Identify every line in the rows below that contains the string "wetsuit", and copy each such line in full.
___ DATASET CONTENT
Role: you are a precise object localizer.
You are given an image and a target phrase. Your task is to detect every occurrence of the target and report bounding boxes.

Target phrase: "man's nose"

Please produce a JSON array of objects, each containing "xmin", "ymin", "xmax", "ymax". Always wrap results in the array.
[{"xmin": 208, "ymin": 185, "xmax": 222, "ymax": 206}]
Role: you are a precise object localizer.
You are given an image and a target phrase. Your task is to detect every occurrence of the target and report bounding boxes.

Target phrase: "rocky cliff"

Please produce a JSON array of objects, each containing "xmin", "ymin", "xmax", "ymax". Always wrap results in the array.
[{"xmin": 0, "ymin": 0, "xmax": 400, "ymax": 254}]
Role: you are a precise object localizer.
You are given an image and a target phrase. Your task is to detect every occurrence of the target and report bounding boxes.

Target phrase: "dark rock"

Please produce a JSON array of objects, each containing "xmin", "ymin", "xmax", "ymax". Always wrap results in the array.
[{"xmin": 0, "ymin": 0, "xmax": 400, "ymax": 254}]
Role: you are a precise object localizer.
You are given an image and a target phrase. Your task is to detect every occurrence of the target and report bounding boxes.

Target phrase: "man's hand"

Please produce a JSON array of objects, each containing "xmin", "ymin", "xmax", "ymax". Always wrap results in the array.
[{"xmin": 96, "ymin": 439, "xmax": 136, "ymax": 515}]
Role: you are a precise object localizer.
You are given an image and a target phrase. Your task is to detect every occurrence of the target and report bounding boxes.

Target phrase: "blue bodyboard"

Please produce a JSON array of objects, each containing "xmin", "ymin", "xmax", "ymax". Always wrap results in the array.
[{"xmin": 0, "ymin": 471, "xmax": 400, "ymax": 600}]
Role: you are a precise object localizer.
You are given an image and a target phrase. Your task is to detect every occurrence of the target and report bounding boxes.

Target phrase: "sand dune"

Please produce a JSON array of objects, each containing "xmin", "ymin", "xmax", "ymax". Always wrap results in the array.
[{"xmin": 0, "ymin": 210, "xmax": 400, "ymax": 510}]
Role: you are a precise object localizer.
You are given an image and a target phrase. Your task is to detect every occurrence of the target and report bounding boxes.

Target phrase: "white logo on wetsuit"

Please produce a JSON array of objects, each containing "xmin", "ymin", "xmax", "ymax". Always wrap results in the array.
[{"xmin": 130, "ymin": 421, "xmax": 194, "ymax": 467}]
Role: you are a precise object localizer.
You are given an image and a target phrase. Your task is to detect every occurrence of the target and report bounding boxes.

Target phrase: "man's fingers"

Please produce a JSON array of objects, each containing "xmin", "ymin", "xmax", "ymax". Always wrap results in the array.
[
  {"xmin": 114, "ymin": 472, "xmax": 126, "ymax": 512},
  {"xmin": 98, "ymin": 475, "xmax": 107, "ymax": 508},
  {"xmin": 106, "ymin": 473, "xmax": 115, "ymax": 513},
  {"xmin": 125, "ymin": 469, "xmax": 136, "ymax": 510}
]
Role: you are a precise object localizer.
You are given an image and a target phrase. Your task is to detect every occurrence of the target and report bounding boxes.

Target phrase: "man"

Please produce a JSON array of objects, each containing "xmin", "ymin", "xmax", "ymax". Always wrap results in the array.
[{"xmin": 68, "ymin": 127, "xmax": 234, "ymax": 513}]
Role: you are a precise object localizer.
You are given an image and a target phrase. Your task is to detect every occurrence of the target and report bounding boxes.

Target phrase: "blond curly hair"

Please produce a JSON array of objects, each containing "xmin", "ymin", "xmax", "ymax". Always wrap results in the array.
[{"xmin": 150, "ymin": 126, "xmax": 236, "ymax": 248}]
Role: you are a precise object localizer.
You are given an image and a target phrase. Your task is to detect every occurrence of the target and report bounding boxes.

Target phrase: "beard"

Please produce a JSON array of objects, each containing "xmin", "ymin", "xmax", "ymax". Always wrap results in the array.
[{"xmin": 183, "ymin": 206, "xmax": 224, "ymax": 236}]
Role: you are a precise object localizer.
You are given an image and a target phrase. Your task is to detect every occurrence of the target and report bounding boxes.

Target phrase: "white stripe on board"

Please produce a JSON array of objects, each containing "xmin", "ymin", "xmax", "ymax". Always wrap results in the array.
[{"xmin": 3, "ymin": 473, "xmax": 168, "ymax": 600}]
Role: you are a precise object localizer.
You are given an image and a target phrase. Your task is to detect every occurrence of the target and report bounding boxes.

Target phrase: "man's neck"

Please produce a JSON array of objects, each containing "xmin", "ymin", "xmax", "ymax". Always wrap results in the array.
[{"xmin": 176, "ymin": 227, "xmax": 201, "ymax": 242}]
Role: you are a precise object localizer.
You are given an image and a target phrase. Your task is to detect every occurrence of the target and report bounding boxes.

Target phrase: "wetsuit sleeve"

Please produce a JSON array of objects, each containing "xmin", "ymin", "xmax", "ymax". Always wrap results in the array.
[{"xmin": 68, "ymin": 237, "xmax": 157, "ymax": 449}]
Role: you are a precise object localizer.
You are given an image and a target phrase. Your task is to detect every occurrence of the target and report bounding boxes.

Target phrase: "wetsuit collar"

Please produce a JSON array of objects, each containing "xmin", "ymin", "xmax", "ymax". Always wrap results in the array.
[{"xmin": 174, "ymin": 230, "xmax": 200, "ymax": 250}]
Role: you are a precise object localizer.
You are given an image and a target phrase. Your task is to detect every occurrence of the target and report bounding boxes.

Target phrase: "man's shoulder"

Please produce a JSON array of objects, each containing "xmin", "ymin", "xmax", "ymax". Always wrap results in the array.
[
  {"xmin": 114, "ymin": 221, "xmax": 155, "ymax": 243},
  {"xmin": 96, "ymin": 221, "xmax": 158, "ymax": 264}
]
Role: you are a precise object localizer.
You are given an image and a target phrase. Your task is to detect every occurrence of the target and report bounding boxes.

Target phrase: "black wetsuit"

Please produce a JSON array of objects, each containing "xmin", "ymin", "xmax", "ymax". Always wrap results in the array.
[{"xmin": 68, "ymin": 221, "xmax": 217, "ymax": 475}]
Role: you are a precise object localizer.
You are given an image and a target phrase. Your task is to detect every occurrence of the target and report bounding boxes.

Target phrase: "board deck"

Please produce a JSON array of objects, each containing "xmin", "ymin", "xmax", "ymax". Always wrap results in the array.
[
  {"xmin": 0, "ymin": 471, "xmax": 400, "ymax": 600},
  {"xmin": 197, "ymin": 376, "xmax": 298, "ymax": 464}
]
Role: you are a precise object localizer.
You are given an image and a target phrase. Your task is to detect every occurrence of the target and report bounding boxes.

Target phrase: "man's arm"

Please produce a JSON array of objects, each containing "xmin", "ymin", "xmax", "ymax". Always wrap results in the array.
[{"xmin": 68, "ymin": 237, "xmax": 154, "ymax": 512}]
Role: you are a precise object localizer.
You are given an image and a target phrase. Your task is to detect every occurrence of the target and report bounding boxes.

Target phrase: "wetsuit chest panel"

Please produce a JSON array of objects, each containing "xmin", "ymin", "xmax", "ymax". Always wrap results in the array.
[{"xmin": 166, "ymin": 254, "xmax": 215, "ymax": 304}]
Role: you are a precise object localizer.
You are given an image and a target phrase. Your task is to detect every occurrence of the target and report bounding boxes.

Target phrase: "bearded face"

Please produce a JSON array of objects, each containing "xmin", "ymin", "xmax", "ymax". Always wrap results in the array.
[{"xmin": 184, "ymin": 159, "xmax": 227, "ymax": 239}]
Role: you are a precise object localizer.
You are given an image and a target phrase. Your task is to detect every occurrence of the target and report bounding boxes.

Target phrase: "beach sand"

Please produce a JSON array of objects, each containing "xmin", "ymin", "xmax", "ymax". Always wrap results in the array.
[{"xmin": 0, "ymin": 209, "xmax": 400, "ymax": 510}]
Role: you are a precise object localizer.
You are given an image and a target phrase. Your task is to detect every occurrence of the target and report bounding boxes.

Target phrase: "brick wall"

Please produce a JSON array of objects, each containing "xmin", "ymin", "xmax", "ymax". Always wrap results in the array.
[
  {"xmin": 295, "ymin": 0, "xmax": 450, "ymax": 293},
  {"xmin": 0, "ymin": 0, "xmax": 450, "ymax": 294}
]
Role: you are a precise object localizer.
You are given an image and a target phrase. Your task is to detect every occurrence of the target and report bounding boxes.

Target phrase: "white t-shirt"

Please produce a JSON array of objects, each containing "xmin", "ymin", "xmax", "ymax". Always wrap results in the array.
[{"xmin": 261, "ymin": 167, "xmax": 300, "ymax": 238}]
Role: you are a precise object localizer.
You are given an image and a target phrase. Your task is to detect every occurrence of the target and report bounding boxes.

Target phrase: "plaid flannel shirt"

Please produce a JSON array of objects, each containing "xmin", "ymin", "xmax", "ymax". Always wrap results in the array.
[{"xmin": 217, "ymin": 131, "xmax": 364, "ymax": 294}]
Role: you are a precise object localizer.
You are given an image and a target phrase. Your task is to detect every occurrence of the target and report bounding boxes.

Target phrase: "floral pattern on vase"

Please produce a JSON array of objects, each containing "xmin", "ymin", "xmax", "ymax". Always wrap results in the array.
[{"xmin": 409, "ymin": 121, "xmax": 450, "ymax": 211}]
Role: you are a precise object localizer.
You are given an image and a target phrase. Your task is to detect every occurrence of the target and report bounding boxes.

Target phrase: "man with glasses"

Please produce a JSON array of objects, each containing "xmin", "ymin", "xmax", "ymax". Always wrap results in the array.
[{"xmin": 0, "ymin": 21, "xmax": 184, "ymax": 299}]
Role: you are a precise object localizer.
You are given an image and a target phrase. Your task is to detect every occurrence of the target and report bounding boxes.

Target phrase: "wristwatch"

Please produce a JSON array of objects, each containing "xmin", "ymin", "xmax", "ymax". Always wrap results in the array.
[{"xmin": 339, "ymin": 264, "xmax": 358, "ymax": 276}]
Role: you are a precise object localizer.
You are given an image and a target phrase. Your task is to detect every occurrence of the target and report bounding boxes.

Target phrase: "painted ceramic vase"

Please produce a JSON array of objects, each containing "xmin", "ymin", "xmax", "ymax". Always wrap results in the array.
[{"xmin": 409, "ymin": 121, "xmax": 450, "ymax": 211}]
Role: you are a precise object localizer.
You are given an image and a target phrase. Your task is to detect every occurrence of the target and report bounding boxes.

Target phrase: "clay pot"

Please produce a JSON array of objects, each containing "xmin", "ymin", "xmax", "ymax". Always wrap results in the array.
______
● **EXERCISE SOLUTION**
Target phrase: "white logo on wetsuit"
Target phrase: "wetsuit sleeve"
Target phrase: "wetsuit collar"
Target phrase: "black wetsuit"
Target phrase: "wetsuit chest panel"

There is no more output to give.